WRITTEN PROBLEM: Transcribe each line exactly.

(Entries from a pointing dataset)
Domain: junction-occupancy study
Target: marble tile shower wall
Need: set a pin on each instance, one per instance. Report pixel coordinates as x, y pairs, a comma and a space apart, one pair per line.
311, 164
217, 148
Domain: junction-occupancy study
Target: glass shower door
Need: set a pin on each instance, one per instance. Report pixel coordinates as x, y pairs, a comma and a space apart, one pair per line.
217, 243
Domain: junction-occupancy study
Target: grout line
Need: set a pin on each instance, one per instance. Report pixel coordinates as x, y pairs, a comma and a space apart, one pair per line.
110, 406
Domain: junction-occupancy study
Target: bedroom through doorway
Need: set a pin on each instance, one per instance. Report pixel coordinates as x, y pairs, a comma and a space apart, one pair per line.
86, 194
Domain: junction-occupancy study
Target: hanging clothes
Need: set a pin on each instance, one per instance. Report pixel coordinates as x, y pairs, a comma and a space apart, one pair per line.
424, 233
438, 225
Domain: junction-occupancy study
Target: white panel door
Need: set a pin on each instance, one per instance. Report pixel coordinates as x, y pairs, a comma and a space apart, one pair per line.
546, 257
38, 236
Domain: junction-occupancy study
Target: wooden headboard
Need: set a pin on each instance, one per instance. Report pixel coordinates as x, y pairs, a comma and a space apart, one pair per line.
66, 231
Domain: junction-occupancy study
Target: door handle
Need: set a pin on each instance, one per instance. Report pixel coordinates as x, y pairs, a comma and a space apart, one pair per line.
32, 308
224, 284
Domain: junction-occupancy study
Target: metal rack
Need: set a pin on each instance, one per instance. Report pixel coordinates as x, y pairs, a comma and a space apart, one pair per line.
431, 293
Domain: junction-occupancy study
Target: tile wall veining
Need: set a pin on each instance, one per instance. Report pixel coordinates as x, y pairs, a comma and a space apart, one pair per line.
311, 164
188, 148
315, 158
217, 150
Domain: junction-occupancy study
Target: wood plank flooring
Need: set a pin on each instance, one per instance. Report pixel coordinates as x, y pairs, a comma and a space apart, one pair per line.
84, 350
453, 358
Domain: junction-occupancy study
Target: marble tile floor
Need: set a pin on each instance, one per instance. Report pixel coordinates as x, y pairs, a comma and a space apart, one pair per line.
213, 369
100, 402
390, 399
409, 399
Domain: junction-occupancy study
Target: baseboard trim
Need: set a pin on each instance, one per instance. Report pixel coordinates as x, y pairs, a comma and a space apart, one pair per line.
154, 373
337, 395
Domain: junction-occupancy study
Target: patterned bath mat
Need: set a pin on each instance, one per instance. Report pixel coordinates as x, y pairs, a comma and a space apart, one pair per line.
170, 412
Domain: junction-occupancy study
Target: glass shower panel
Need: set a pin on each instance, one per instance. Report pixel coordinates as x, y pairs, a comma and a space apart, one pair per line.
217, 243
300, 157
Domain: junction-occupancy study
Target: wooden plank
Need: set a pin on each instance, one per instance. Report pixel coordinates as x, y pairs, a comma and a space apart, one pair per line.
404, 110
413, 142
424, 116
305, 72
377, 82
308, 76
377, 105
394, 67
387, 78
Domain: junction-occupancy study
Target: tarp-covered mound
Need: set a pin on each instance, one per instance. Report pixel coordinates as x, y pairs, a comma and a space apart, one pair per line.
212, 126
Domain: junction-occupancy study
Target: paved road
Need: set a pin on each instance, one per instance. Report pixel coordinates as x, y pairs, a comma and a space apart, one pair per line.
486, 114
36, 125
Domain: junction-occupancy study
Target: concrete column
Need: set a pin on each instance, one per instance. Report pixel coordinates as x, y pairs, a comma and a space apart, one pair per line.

REPLY TO THE TASK:
Domain: junction-occupancy study
Target: marble tile shower wall
Need: set a pin on each instance, one per instance. Report pixel coordinates as x, y pairs, a comma and a space apart, one pair per line.
311, 164
217, 148
Domain: junction-occupancy study
Target: glass shower door
Need: set a pin on each instance, one per instance. Report pixel coordinates as x, y pairs, a comma and a space apart, one pair per line.
217, 243
Domain: junction-occupancy study
Target: grout line
Need: set a pin on each instance, one per instance. Report pixel coordinates as x, y pairs, a comma and a space apart, one pair per line.
110, 406
Domain: junction-occupancy study
Target: bedroom through doorway
Need: set a pin on each instance, one per instance. Report pixel coordinates as x, y pairs, a comma and a space apart, one pair per line.
86, 194
Domain: junction-occupancy study
Target: hanging clothes
Need: set a pin on each instance, one per instance. Report pixel coordinates as x, y pairs, a comma and a space apart, one pair per line.
424, 233
438, 225
Domain: junction-occupancy study
Target: white panel door
Need: set a pin on each instance, one per instance. Report pixel coordinates as x, y pairs, a comma and a space apart, one pair per line.
546, 257
38, 236
Domain: junction-occupancy study
Target: wooden headboard
Need: set a pin on each instance, one per instance. Report pixel coordinates as x, y pairs, a comma and a space apart, one pair per line.
66, 231
Domain: junction-occupancy study
Target: door handle
Need: set a pin on each instance, one per instance. Report pixel coordinates as x, y pairs, a comma and a space apart, one pair per line.
32, 308
224, 284
Domain: junction-occupancy study
Target: metal rack
Need: set a pin on each instance, one per instance. Report pixel coordinates as x, y pairs, a comma and a space apart, one pair per line.
431, 293
Domain: junction-occupancy study
Target: tile wall veining
Need: set a pin on each instance, one per instance. Report pixel coordinates as x, y pairs, a comma and a space apart, one pair per line.
311, 164
188, 148
315, 158
217, 150
Domain: junction-occupancy study
Target: wood plank flooring
Need: set a pin on each instance, one per instance. Report pixel coordinates as x, y pairs, a comma and a space apart, one pair per line.
84, 350
453, 358
Domain: junction-occupancy study
Target: marble tile floor
Need: set a pin on each instance, one per instance. Report pixel coordinates as x, y pairs, a comma and a space apart, one pair per line.
213, 369
100, 402
390, 399
409, 399
Domain: junction-occupancy study
Target: baseboard trim
Need: set a pin on each instance, one per instance. Report pixel coordinates as x, y pairs, a comma and a space apart, one pair per line.
154, 373
337, 395
Domain: junction-occupancy study
Target: patterned bath mat
Need: set a pin on each instance, one per instance. Report pixel coordinates as x, y pairs, a comma and a space apart, one pair per line.
170, 412
Domain: junction-occupancy study
Target: glass shower panel
Need: set a pin on each instance, one per instance. Report pixel coordinates as x, y pairs, a comma and a space apart, one pair per line.
217, 243
300, 157
Domain: junction-occupancy study
Target: wooden plank
Need: set a pin on each instance, one per instance. Report pixel coordinates as x, y pairs, a comma and a space apart, one pair per line.
404, 110
413, 142
424, 116
305, 72
377, 82
308, 76
377, 105
394, 67
387, 78
Domain: junction-occupancy study
Target: tarp-covered mound
Need: set a pin on each instance, one per instance. Report pixel coordinates as x, y pairs, a comma and a space apart, one pair per line.
212, 126
Domain: junction-occupancy study
Target: paved road
Need: set a pin on each instance, one per instance. Report pixel coordinates as x, y pairs, a comma and a space apart, one pair per line.
486, 114
36, 125
Domain: junction-occupancy study
Target: concrete column
Need: set a pin on each instance, one per instance. Report pixel coordinates as x, y pairs, a comma and a space apart, one pair per line.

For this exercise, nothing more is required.